[Rows from a pointing dataset]

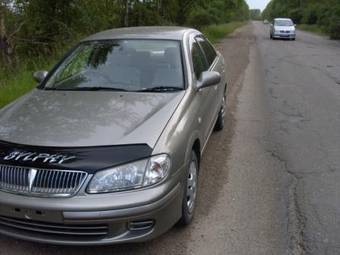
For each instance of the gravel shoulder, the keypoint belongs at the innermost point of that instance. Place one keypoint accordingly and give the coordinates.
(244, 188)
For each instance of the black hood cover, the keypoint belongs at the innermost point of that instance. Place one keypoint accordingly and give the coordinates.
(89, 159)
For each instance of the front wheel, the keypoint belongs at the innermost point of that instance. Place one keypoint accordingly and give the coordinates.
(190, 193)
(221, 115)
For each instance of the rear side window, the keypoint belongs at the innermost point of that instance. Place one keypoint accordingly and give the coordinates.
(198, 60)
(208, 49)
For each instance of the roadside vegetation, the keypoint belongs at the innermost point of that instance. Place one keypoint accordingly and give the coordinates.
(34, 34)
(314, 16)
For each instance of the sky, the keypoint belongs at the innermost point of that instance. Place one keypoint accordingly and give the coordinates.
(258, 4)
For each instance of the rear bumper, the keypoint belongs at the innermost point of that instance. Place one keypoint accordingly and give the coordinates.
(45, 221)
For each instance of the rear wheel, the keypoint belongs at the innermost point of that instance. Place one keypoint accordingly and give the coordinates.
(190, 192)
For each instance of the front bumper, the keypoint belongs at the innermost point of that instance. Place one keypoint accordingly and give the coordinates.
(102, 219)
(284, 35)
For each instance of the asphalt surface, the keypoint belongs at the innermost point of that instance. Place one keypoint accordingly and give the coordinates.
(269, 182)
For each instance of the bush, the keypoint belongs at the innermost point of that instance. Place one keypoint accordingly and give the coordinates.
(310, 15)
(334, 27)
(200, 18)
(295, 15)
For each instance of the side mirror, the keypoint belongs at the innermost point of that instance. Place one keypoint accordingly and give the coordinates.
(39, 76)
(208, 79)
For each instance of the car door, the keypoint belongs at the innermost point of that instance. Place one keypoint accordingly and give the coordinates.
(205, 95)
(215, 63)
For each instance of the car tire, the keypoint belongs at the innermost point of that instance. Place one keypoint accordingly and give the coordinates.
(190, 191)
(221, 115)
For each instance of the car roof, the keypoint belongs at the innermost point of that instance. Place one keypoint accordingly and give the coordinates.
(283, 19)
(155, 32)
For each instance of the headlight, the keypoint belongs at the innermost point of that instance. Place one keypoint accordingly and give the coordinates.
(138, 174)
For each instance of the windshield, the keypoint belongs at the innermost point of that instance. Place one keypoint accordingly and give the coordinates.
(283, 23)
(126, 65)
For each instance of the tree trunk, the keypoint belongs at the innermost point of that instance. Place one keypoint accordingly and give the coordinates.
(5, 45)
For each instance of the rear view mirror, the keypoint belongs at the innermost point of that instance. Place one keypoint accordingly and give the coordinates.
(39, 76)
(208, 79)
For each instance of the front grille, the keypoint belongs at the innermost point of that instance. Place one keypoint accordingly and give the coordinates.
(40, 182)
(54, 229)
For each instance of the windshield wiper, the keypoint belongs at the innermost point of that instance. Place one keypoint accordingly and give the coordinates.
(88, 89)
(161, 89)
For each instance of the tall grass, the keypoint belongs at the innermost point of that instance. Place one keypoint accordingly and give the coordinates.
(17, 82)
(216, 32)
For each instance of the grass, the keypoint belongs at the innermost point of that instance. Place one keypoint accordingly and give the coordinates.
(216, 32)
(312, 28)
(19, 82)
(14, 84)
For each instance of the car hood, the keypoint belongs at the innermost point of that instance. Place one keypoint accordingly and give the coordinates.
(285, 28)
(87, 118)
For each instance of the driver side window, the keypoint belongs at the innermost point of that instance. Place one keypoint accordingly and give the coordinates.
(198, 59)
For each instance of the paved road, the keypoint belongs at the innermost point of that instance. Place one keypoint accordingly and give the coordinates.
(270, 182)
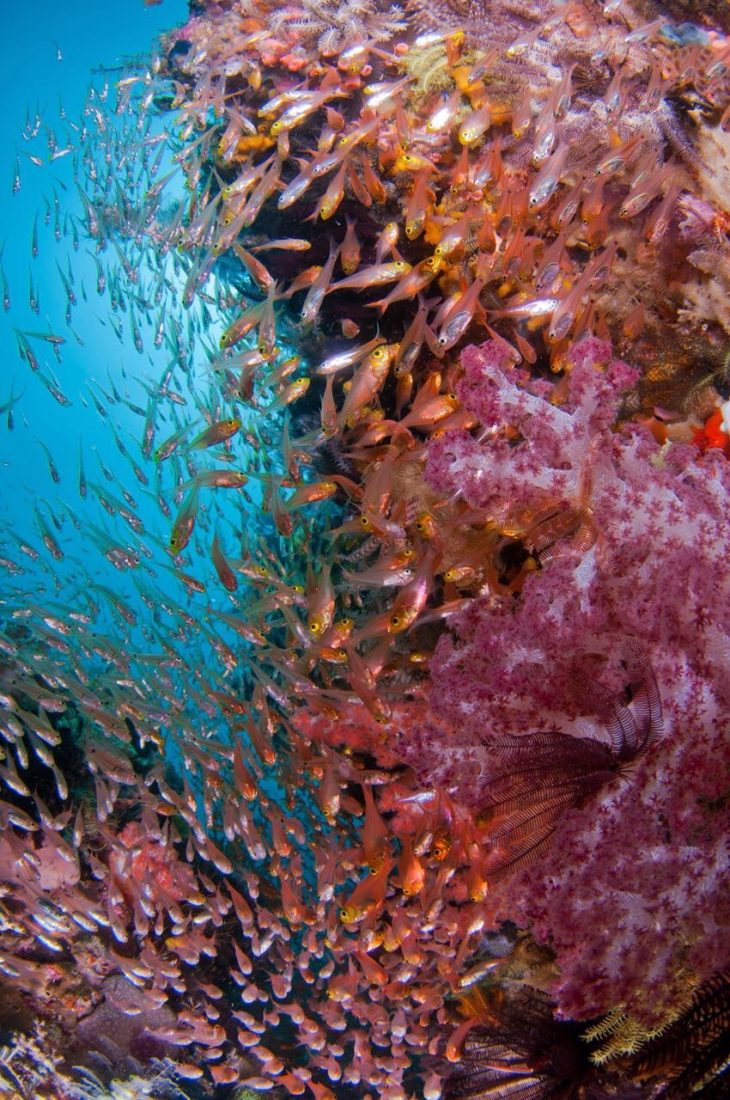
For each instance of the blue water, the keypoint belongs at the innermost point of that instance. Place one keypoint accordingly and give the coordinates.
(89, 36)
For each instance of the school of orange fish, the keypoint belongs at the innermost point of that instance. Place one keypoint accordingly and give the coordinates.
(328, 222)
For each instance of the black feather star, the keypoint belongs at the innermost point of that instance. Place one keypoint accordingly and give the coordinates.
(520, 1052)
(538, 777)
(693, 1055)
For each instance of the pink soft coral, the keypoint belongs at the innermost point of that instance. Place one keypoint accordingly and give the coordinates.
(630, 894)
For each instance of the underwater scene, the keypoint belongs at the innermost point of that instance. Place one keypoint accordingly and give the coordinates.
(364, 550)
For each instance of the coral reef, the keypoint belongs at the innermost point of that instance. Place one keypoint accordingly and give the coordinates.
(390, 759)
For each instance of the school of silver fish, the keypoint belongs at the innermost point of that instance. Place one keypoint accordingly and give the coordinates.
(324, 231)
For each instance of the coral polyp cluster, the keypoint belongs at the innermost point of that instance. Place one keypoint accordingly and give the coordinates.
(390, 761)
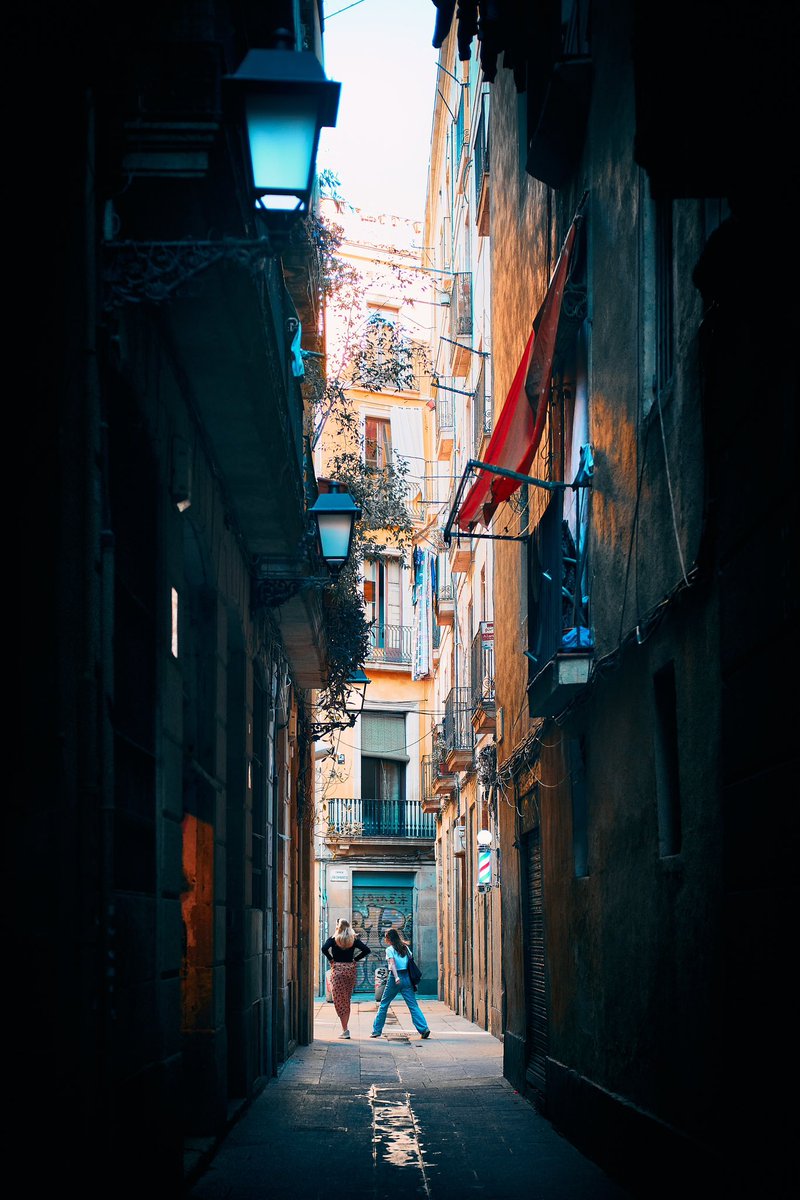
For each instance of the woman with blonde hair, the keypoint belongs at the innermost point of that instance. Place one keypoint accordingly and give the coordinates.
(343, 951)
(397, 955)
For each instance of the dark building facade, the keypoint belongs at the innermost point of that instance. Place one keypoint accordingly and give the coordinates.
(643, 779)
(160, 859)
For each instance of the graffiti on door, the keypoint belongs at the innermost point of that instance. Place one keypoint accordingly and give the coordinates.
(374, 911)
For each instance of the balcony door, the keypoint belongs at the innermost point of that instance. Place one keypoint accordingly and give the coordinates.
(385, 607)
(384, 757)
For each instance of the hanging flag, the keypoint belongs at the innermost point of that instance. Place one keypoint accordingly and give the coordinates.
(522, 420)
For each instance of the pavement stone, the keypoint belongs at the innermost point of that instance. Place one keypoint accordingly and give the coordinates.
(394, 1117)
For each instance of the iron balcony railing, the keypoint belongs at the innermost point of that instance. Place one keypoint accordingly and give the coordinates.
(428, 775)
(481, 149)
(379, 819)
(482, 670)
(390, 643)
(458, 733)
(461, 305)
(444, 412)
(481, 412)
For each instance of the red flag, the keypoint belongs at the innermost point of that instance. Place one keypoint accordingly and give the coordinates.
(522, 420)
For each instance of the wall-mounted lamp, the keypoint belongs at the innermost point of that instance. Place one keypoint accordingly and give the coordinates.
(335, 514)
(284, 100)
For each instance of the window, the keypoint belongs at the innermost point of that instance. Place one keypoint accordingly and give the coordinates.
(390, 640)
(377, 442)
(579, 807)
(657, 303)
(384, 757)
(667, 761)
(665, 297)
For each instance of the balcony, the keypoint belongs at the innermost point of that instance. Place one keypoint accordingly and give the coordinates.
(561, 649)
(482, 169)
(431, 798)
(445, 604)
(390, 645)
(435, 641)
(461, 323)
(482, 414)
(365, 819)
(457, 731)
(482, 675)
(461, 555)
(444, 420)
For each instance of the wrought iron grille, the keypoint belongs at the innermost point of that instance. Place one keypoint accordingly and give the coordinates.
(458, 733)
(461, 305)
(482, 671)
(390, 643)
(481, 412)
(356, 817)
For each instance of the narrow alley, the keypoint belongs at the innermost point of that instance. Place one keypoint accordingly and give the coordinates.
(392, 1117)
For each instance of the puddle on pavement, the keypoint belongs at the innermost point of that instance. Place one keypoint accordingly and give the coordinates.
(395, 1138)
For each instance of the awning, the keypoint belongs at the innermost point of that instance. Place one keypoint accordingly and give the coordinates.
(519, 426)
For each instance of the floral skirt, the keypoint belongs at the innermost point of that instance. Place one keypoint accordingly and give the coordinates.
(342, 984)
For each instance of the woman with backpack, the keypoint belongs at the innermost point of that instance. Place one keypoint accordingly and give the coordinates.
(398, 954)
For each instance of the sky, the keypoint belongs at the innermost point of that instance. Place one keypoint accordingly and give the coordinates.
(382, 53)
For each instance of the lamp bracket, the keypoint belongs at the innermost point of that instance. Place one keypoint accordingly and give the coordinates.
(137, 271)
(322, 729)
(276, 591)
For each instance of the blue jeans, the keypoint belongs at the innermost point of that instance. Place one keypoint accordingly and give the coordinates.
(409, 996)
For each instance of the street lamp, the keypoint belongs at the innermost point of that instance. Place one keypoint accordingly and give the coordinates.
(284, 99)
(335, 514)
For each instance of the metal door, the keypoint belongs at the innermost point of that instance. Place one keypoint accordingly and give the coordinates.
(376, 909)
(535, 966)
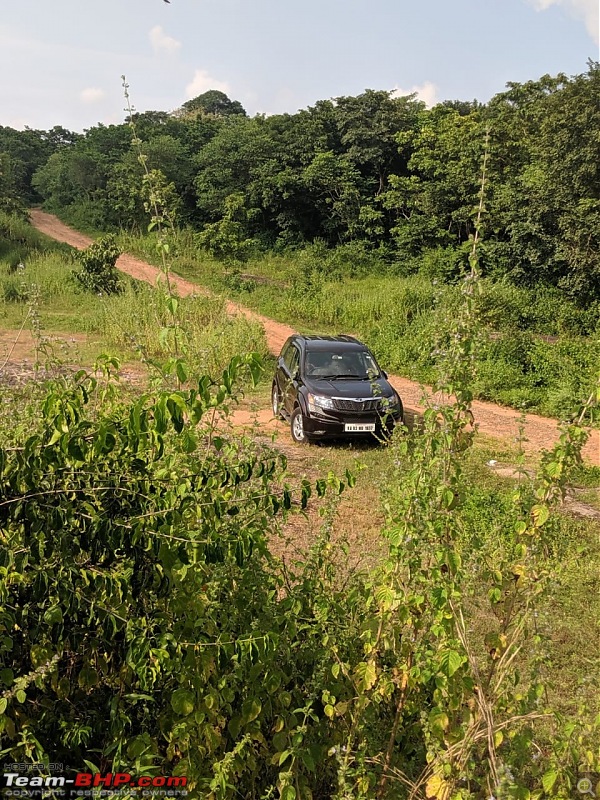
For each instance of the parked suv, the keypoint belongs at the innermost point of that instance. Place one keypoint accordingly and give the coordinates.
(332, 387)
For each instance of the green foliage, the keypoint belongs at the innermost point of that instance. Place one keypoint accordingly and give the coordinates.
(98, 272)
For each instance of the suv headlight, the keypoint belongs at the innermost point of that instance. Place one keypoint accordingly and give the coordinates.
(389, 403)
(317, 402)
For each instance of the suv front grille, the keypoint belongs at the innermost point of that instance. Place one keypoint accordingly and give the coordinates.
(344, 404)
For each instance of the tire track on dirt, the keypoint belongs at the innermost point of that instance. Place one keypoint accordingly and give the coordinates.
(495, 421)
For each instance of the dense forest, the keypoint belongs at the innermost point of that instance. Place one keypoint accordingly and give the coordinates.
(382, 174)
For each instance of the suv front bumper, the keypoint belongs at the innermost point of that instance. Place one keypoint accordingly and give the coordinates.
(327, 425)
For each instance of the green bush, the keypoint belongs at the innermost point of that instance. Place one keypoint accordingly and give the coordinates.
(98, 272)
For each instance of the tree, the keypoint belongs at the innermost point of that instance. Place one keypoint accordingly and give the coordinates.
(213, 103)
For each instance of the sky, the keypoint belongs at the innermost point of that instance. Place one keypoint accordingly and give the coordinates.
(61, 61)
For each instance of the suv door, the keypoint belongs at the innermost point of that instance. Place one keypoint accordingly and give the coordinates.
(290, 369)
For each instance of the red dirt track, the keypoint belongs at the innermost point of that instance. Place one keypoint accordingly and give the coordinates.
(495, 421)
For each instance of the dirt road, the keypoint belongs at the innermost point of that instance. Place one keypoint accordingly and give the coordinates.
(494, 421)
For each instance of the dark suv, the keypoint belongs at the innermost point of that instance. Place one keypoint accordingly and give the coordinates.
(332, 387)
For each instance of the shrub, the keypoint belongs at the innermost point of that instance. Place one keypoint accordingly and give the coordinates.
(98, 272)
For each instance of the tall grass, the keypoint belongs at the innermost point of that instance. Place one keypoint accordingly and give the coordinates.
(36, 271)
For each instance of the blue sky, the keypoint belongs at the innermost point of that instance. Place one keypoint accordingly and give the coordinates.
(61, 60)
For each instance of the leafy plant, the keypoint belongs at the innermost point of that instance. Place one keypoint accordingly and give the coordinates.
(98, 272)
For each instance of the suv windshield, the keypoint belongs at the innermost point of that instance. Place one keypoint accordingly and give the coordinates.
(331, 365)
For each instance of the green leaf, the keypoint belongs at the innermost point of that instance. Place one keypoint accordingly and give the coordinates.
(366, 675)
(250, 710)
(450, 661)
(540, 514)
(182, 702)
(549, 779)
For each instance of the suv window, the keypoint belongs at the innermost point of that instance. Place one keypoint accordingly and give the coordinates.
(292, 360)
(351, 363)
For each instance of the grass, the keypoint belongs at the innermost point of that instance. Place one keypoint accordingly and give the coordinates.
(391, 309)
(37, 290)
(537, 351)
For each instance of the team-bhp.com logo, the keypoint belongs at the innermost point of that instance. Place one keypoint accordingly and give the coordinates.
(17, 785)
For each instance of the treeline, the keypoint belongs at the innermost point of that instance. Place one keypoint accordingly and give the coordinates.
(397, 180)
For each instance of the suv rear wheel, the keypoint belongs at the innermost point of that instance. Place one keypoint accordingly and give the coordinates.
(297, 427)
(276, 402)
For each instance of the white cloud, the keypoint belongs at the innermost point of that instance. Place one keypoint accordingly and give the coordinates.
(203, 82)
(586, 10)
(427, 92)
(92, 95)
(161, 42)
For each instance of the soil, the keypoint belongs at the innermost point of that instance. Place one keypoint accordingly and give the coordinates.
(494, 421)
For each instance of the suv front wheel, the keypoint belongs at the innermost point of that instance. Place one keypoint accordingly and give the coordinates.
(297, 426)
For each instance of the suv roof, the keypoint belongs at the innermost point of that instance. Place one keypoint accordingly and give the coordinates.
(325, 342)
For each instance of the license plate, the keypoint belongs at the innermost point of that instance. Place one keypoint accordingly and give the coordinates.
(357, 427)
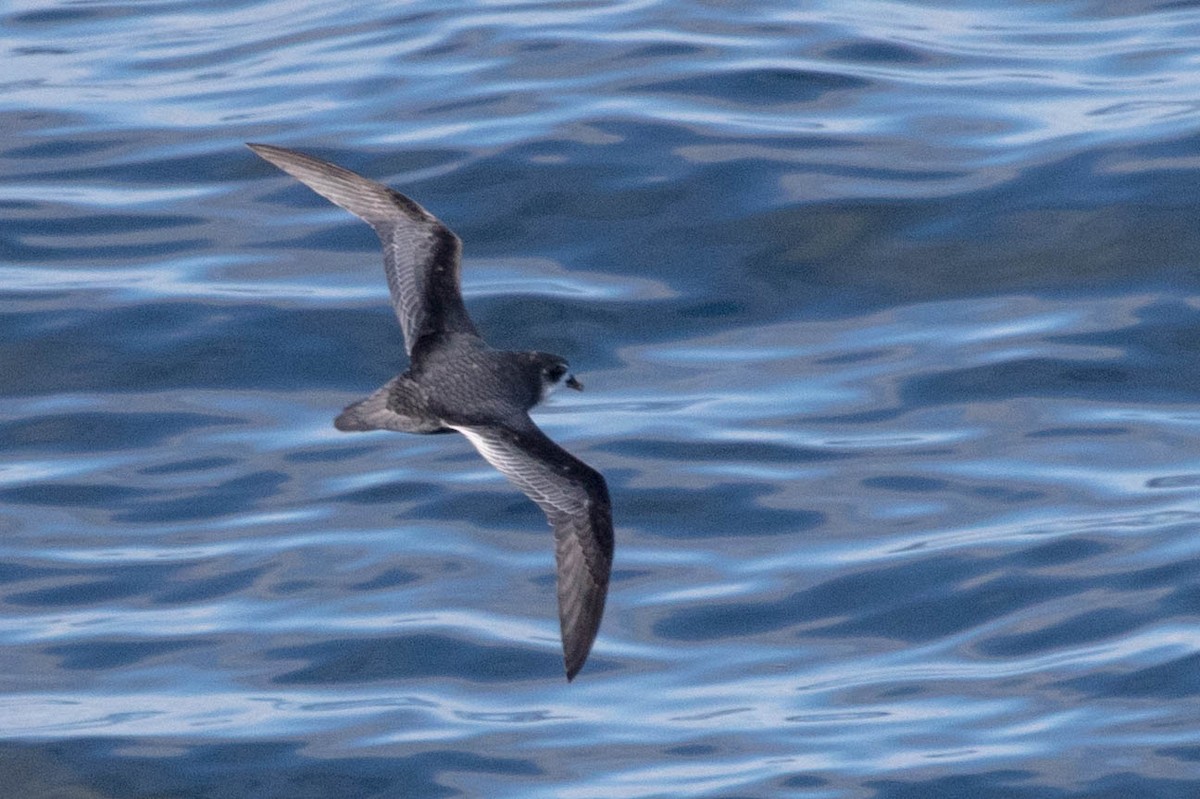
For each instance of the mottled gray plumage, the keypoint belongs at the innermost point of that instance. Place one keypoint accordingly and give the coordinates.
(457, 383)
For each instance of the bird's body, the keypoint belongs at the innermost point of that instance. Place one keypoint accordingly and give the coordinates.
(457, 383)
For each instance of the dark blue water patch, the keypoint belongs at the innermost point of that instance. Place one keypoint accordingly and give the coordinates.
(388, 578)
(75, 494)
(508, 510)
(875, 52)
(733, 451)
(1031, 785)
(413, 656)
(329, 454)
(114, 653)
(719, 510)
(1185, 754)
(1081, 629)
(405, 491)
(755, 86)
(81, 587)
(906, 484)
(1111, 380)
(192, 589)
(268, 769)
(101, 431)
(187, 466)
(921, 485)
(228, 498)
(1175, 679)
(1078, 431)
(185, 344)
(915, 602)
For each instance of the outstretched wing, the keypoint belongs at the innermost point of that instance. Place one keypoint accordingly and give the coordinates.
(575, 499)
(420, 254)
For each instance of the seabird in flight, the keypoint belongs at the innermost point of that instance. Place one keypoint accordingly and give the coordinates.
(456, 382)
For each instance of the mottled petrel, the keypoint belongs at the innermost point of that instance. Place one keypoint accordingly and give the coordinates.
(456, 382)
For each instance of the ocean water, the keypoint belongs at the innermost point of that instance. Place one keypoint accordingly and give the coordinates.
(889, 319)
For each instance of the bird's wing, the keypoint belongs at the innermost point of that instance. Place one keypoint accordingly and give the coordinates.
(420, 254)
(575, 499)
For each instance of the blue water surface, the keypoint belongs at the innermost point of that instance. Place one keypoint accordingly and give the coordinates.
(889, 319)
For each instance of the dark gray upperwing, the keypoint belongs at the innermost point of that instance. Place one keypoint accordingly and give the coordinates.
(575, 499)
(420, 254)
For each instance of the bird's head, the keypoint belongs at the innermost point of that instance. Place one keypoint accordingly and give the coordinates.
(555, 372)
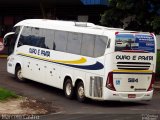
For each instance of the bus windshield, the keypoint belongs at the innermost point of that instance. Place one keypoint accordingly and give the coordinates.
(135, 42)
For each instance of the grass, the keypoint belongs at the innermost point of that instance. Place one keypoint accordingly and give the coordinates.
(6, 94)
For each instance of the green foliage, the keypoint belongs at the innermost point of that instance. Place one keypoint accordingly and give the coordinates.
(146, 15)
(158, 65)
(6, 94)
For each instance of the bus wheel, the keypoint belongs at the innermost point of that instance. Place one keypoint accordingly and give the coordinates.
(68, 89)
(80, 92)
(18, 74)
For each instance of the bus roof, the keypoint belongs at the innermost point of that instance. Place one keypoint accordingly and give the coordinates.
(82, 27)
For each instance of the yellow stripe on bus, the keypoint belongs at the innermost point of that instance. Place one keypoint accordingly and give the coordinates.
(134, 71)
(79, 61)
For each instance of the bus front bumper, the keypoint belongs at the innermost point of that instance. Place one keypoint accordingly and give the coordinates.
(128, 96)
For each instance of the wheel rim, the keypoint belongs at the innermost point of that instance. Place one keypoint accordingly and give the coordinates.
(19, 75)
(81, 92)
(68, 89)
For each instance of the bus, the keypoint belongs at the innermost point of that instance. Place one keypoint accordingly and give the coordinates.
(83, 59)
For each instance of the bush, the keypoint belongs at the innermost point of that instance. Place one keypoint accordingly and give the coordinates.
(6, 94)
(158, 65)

**Work instructions**
Exactly and only the lines from the one containing "For each instance of the bus front" through the end of the material are to be reproduced, both ends included.

**Solution to the problem**
For each instance of the bus front bumper, the keypoint belongs at the innermost point of that instance. Place one keypoint accordingly and give the coordinates.
(128, 96)
For each instance of the wheel rim, the keypoint belongs at the innermost point of that instance. Place one keypoint accordingly and give the coordinates.
(19, 75)
(81, 92)
(68, 89)
For each instance of the bus, the keypoint belongs at the innermost point of that instance. Place one keypoint accordingly and give the coordinates.
(83, 59)
For each instance of the bush, the keypoint belongs at the innermost point of that instance. Place one keypoint accordingly and give the coordinates.
(6, 94)
(158, 65)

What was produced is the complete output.